**Records:**

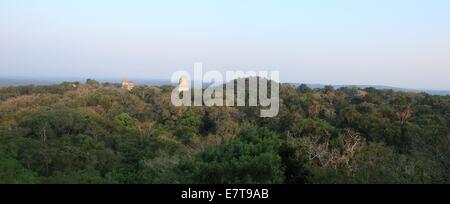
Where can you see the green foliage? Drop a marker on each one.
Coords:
(251, 157)
(99, 133)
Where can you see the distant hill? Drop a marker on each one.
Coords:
(15, 81)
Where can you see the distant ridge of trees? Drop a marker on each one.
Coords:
(96, 132)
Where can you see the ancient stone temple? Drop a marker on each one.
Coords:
(127, 85)
(183, 84)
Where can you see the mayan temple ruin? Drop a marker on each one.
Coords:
(127, 85)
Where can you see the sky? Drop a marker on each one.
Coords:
(403, 43)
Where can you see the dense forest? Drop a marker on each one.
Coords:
(99, 133)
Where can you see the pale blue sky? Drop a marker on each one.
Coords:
(402, 43)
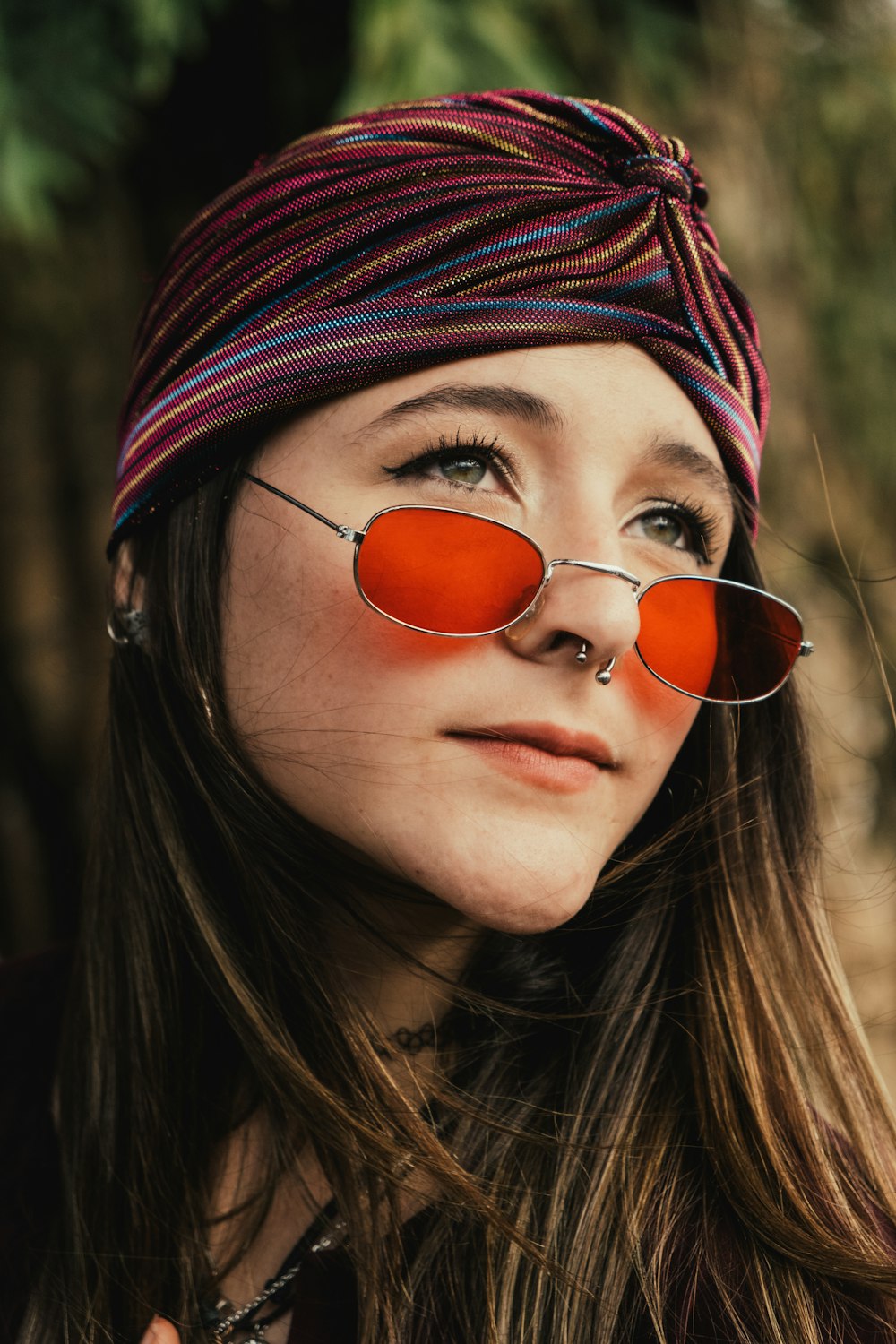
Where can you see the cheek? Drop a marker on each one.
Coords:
(306, 653)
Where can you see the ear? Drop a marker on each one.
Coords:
(128, 588)
(128, 621)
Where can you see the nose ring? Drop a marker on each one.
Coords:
(603, 674)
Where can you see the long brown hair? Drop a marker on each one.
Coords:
(661, 1120)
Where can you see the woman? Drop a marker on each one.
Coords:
(452, 967)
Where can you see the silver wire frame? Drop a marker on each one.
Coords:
(357, 537)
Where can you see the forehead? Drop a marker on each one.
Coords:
(591, 406)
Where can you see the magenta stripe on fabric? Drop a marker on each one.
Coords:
(419, 234)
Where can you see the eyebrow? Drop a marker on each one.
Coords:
(497, 400)
(503, 400)
(688, 459)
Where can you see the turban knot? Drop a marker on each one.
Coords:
(677, 179)
(419, 234)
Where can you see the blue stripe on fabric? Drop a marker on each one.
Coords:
(535, 236)
(748, 429)
(591, 116)
(555, 306)
(389, 238)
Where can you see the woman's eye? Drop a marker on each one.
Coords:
(462, 470)
(463, 465)
(681, 527)
(667, 529)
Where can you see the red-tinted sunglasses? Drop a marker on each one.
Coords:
(445, 572)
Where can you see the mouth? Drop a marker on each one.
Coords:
(540, 753)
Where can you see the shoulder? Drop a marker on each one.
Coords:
(32, 992)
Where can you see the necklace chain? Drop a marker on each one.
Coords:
(222, 1327)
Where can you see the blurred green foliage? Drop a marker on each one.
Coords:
(72, 80)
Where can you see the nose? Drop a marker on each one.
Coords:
(586, 613)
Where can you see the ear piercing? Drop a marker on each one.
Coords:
(603, 674)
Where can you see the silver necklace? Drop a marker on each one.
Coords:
(225, 1319)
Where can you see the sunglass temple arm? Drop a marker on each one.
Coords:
(343, 530)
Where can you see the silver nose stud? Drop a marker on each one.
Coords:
(603, 674)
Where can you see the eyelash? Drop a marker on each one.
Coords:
(694, 516)
(489, 452)
(692, 513)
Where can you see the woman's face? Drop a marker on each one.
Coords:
(493, 771)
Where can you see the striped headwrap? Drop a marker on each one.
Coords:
(424, 233)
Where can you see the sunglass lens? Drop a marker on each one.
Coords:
(447, 573)
(718, 640)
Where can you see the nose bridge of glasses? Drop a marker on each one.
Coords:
(611, 570)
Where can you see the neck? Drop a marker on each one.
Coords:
(406, 978)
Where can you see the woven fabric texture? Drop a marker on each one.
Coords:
(425, 233)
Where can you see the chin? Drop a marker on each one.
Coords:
(522, 911)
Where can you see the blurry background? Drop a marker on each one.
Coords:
(118, 118)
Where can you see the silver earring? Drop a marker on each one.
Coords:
(128, 626)
(605, 672)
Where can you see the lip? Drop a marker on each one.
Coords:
(540, 753)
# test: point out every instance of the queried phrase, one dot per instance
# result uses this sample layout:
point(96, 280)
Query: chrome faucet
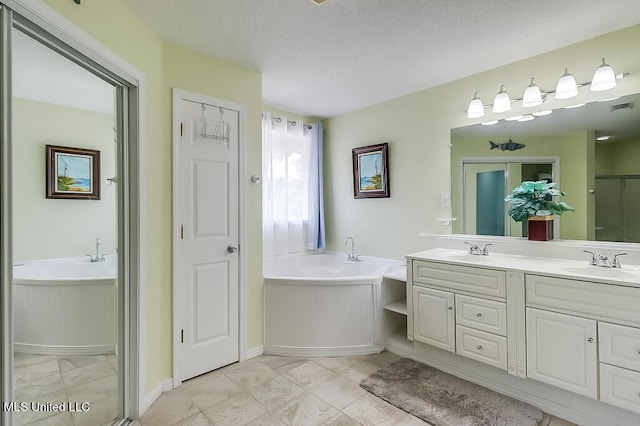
point(98, 257)
point(475, 250)
point(603, 260)
point(351, 256)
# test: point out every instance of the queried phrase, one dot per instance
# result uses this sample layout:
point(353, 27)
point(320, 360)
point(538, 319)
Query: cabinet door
point(561, 351)
point(434, 318)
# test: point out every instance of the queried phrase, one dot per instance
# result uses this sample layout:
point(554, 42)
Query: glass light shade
point(567, 86)
point(532, 96)
point(476, 108)
point(501, 103)
point(603, 79)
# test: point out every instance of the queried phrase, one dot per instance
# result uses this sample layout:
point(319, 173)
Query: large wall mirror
point(592, 152)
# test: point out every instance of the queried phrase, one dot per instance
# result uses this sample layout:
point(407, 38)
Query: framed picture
point(73, 173)
point(371, 171)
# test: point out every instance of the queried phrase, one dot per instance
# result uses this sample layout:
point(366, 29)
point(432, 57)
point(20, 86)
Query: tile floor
point(62, 379)
point(271, 390)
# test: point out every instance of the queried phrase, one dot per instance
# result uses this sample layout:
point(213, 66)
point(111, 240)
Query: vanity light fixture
point(567, 87)
point(532, 95)
point(603, 79)
point(501, 102)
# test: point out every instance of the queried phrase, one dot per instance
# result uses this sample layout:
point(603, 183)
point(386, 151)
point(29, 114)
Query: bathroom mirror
point(601, 177)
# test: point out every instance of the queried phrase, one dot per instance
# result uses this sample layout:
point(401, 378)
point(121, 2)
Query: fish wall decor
point(507, 146)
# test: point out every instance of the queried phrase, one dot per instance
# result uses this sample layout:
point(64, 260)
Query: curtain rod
point(293, 123)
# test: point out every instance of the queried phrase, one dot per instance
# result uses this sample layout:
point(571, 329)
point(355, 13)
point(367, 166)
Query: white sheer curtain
point(292, 189)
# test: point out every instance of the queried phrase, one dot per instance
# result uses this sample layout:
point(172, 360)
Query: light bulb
point(567, 86)
point(501, 103)
point(532, 96)
point(603, 79)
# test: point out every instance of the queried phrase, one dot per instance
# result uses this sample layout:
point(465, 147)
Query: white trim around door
point(178, 96)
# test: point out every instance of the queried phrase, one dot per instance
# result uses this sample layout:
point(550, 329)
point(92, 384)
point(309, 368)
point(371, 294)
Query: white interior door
point(208, 249)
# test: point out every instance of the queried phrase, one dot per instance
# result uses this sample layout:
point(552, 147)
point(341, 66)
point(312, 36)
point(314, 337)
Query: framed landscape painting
point(73, 173)
point(371, 171)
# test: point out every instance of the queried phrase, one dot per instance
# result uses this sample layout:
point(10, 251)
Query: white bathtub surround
point(65, 306)
point(323, 305)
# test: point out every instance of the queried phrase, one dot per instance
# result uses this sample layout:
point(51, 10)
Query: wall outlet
point(446, 199)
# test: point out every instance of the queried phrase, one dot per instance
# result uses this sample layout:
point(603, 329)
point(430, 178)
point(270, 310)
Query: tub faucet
point(351, 256)
point(474, 249)
point(98, 257)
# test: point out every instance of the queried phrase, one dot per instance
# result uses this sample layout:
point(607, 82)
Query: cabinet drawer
point(481, 314)
point(611, 301)
point(472, 279)
point(619, 345)
point(620, 387)
point(481, 346)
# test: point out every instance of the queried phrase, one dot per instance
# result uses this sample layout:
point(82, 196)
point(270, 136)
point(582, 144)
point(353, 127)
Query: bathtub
point(321, 305)
point(65, 306)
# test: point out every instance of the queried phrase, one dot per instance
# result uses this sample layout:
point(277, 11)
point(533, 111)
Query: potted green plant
point(535, 203)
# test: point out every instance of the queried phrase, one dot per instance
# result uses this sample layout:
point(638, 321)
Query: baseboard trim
point(254, 352)
point(311, 352)
point(31, 349)
point(165, 386)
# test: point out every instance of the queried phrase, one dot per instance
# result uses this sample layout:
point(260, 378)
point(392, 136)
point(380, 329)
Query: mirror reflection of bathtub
point(65, 306)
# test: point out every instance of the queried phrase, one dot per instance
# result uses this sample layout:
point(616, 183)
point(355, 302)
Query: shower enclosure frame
point(45, 25)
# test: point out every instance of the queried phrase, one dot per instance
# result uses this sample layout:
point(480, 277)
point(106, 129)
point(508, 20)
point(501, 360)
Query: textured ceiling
point(324, 60)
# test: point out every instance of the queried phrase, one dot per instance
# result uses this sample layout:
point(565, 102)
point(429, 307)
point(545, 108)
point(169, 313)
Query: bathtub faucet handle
point(98, 257)
point(351, 256)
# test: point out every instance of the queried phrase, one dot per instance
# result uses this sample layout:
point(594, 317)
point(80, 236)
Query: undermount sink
point(468, 257)
point(597, 271)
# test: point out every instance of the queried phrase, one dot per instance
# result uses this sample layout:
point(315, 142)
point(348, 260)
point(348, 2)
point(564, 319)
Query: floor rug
point(441, 399)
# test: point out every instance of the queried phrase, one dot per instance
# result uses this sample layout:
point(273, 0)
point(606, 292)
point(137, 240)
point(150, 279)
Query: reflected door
point(490, 203)
point(484, 192)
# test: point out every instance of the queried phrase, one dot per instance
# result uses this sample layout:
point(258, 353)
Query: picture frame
point(371, 171)
point(72, 173)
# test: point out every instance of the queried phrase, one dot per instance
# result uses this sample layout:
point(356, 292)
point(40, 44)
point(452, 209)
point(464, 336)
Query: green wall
point(167, 66)
point(570, 148)
point(418, 127)
point(618, 158)
point(54, 228)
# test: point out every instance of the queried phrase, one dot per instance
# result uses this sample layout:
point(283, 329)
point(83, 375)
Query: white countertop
point(628, 275)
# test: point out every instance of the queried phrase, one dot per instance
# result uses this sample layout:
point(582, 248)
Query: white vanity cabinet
point(591, 343)
point(434, 319)
point(620, 365)
point(461, 309)
point(567, 334)
point(562, 351)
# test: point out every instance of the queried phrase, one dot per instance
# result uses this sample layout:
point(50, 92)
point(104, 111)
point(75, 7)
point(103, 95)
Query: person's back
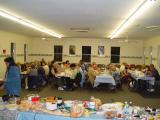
point(33, 72)
point(154, 72)
point(46, 69)
point(13, 83)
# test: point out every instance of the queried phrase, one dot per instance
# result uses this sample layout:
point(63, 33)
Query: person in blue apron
point(12, 84)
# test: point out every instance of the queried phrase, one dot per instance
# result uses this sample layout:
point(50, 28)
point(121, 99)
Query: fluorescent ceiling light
point(135, 14)
point(28, 23)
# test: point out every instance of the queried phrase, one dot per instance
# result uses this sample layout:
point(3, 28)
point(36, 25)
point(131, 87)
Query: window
point(86, 53)
point(58, 49)
point(115, 54)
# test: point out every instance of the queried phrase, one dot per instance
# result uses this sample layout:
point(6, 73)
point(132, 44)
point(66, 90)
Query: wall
point(154, 43)
point(130, 52)
point(5, 39)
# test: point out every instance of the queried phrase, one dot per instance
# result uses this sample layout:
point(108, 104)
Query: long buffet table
point(39, 116)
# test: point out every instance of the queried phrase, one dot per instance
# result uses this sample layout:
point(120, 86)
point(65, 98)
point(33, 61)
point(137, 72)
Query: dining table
point(43, 116)
point(104, 78)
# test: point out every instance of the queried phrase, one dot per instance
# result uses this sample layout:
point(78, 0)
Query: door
point(86, 53)
point(25, 52)
point(13, 50)
point(58, 49)
point(115, 54)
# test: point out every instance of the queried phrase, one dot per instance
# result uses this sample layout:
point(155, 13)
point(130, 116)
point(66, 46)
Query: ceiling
point(101, 17)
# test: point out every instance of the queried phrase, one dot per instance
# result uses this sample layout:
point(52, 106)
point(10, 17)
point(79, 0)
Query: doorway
point(86, 53)
point(115, 54)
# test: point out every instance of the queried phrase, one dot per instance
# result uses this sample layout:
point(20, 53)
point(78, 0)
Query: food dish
point(11, 106)
point(68, 103)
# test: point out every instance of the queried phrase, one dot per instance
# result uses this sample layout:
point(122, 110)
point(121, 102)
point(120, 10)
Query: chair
point(117, 79)
point(34, 82)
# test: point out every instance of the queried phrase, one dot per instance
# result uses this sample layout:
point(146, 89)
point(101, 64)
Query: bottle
point(92, 103)
point(126, 108)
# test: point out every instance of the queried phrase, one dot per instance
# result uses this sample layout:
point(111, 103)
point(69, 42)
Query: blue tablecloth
point(39, 116)
point(8, 115)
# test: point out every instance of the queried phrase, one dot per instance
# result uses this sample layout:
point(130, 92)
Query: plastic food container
point(51, 106)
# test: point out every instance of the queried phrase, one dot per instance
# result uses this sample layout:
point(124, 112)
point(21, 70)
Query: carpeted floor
point(119, 95)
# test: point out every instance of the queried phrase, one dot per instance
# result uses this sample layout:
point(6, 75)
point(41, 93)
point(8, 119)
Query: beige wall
point(134, 49)
point(154, 43)
point(44, 49)
point(5, 39)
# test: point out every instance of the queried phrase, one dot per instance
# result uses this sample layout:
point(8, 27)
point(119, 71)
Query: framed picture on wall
point(72, 50)
point(100, 50)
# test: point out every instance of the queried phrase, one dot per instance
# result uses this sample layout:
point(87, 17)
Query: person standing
point(12, 84)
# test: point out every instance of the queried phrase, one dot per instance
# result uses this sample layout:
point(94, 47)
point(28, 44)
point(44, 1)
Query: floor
point(119, 95)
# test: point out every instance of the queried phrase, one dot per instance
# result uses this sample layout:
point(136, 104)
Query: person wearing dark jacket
point(12, 84)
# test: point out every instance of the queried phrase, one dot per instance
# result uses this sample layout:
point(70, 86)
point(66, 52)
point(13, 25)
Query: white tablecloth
point(149, 79)
point(104, 78)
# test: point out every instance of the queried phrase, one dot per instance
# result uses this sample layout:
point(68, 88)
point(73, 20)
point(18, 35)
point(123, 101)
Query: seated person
point(154, 72)
point(72, 73)
point(92, 72)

**The problem:**
In how many lines of the records does the word "fabric" appear? Reply with the number only.

**Solution for this exercise:**
3